**Extract:**
▶

If you'd like to play with the worksheet, let me know if it needs changes or explanations to meet your needs.
-------
Re finkeel shape: All mine are rectangular. Tapered wings (like your finkeels #2 & #3) have some theoretical advantages in airplanes. I don't pay attention to those advantages for my boats, I just use the simplest form to construct. Unless you are planning on racing, you probably won't need the advantages, but if you want to experiment, go right ahead. Finding the center of lift of a tapered wing (CLR for a boat) is a little trickier than finding the c.o.l. for a rectangle, but there are programs on the web that will do it for you. Some programs call it the "aerodynamic center" which I think means C.o.l., or CLR for us.

Narrow deep keels: These are more efficient, L/D-wise, than wide shallow keels. That is, you get more lift per unit of drag with a narrow deep keel. Deep keels also make the ballast more effective for combating heel. Their only disadvantage is that you have to wade out deeper to launch and recover your ship; I've topped my hip waders launching Aldebaran with her deep keel... wet socks are not that bad, I guess :-).
Narrow keels also make it easier to change course, though I don't find that necessary with my sailing. I don't whip around to tack (rudder hard over, racing sloop method), but sail my squareriggers around, trimming yards and jibs as I go...more fun, more realistic, usually works better.

Note that a narrow keel will likely have it's CLR in a different spot than a wide keel installed in the same location. You can see this in your keels #2(wide) & #3(narrow) the CLR : the 1/4 chord pt of the wide is a bit forward of the 1/4 chord pt in the narrow. You can use this if you want to move the CLR a little bit w/o moving the keel attachment point.

The main problem, besides wet socks, with narrow keels is that it's tempting to reduce wing area, thinking that the extra efficiency of the narrow wing will compensate for less wing area. That is, you are tempted to make a 1/2 width narrow keel shorter than 2xlength of the wide keel. Less wing area=less surface drag (nice), but also=higher wing-loading (not so nice). The higher wing loading really hurts squarerigger performance. This is because squareriggers move slower than Bermuda sloops. The total lift off a slow narrow keel at high wing loading at speed X will be less than the total lift off a wide keel of low wingloading running at the same speed. So, an ideal keel for a speedy sloop will be a failure in a squarerigger in any winds less than a scale gale (when the squarerigger will really move out, yippee!). There will simply be insufficient lift off the narrow highwingloading keel at slower hull speeds (lighter winds), and boat leeway will be excessive. So, if you go with the narrow, efficient keel, make sure you don't increase wingloading. A speedy sloop can handle it, but the slow squaredragger can't.

◀

**Task list:**
(1) Using the keel post, decide whether each statement agrees with it, answering yes or no and quoting the words that decide it: (a) All of the writer's finkeels are rectangular. (b) Wide shallow keels give more lift per unit of drag than narrow deep keels. (c) Squareriggers move faster than Bermuda sloops.
(2) Write the next part of the keel post, picking up after its final sentence.

**Supplied entries:**
▶

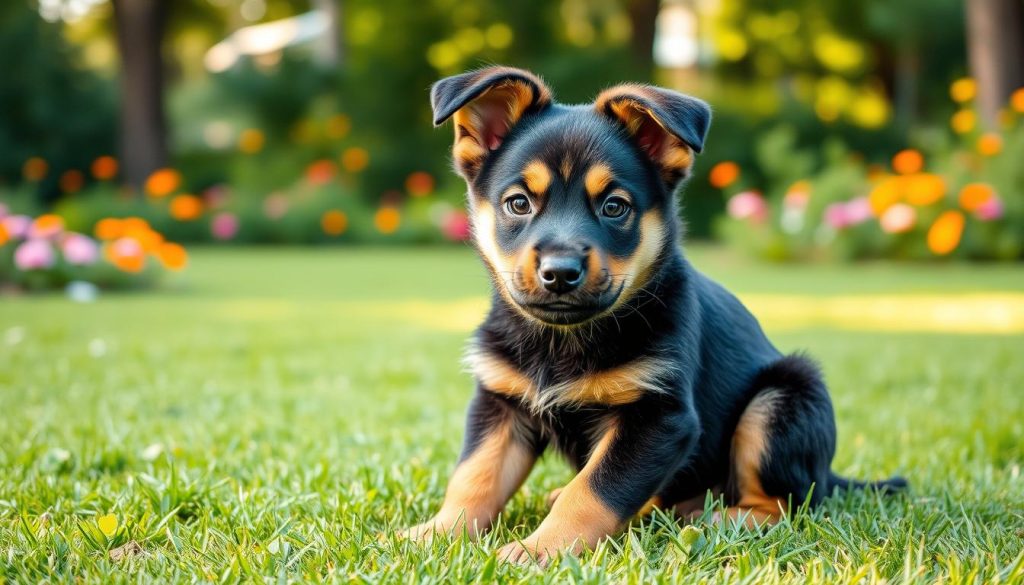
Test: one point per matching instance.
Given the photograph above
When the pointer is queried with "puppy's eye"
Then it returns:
(518, 205)
(614, 207)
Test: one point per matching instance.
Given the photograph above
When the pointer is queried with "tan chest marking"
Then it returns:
(621, 385)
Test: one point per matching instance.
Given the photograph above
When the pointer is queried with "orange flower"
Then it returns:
(334, 222)
(908, 161)
(126, 254)
(35, 169)
(387, 219)
(924, 189)
(963, 90)
(989, 144)
(104, 168)
(109, 228)
(944, 235)
(185, 207)
(46, 225)
(354, 159)
(251, 140)
(338, 126)
(172, 256)
(975, 195)
(723, 174)
(72, 181)
(885, 195)
(963, 121)
(420, 183)
(321, 172)
(163, 182)
(1017, 100)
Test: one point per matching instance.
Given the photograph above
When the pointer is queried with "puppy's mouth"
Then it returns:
(569, 310)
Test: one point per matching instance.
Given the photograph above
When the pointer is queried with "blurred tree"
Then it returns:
(140, 26)
(995, 46)
(52, 107)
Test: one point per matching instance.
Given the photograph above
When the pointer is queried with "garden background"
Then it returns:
(235, 277)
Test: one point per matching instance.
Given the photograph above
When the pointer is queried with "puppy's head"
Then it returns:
(572, 206)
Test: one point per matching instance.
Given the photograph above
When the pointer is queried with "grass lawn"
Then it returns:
(271, 412)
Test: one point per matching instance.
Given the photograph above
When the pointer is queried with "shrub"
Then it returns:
(960, 196)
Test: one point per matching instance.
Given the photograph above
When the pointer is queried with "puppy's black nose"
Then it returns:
(560, 274)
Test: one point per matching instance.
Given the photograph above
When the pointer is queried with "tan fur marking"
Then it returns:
(499, 376)
(480, 486)
(750, 443)
(537, 176)
(597, 179)
(635, 270)
(578, 518)
(621, 385)
(675, 158)
(566, 168)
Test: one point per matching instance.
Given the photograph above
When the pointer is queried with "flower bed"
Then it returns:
(960, 197)
(41, 253)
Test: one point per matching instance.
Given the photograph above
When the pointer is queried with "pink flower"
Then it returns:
(34, 254)
(858, 210)
(455, 225)
(126, 248)
(80, 250)
(748, 205)
(836, 215)
(990, 210)
(16, 225)
(224, 225)
(898, 218)
(274, 206)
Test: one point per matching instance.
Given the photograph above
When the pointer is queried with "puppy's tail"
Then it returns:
(890, 486)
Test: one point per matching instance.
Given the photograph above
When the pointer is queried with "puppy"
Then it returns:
(602, 340)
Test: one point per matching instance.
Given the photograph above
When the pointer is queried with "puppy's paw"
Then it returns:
(523, 552)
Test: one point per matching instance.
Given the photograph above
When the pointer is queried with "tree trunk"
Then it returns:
(995, 48)
(140, 26)
(643, 15)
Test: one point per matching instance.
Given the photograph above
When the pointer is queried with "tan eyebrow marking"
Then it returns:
(597, 179)
(566, 168)
(537, 176)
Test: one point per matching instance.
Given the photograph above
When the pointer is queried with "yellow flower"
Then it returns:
(885, 195)
(944, 235)
(723, 174)
(1017, 100)
(908, 161)
(163, 182)
(108, 525)
(975, 195)
(963, 121)
(989, 144)
(354, 159)
(387, 219)
(334, 222)
(251, 140)
(963, 90)
(924, 189)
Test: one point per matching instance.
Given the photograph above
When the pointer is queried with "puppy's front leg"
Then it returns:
(499, 452)
(641, 448)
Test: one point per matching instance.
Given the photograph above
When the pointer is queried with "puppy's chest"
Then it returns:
(544, 385)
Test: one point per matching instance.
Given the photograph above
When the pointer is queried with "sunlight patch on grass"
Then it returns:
(967, 314)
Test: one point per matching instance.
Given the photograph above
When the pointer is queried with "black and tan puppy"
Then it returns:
(602, 340)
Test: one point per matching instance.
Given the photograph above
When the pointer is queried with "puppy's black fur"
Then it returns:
(602, 340)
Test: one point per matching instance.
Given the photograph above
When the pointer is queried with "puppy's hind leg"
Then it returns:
(783, 444)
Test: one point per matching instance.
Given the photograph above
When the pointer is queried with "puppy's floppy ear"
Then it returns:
(668, 126)
(485, 103)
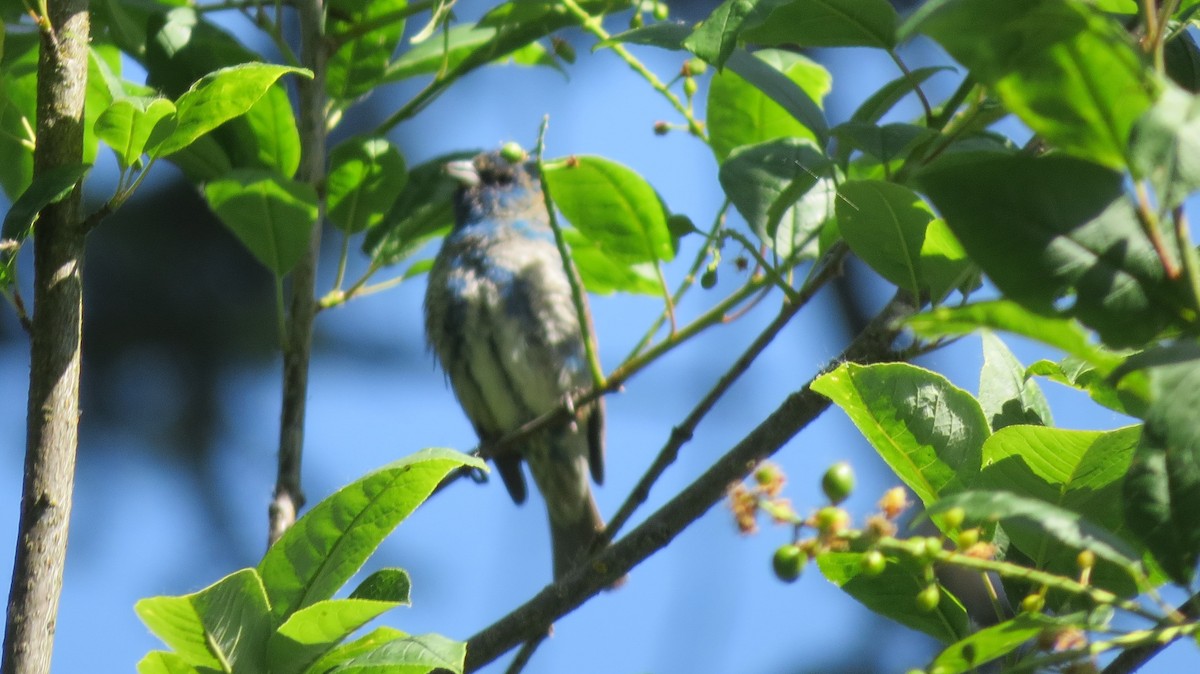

◀

**Responses in order:**
(1)
(a) Yes: "All mine are rectangular."
(b) No: "you get more lift per unit of drag with a narrow deep keel."
(c) No: "squareriggers move slower than Bermuda sloops."

(2)
Drag in a keel: Drag = a keel with the cutaway shape at the forward end of the keel (like your 1st keel diagram). Drag allows the designer to move the CLR aft, compared to a rectangular keel w/o the cutaway. I don't use drag because I just move the rectangular keel aft (drill another hole in my aluminum L shape) if I find I need to move the CLR aft. I think math will only take you so far, though, so precise calculation of keel size, shape, and location will not solve all problems. I think it's easier to make several simple rectangular keels for testing under sail before you go to the trouble of making a dragged keel. My gut feeling is that you won't need that much wing area (your dragged keel). I'd start with a rectangular version of #2 if the ballast depth (=righting force)seems sufficient. Then, make a #3 to see what a stiffer hull sails like, finally make a #1 if you feel the need :-).

There is lots of room for variation in keel size and shape. Your own sailing style will tell you which shape makes her respond like you want. There is less freedom in choosing the CLR/CE alignment. But your boat will tell you what is correct. For me, "correct" alignment yields a boat that will tack and wear with equal facility.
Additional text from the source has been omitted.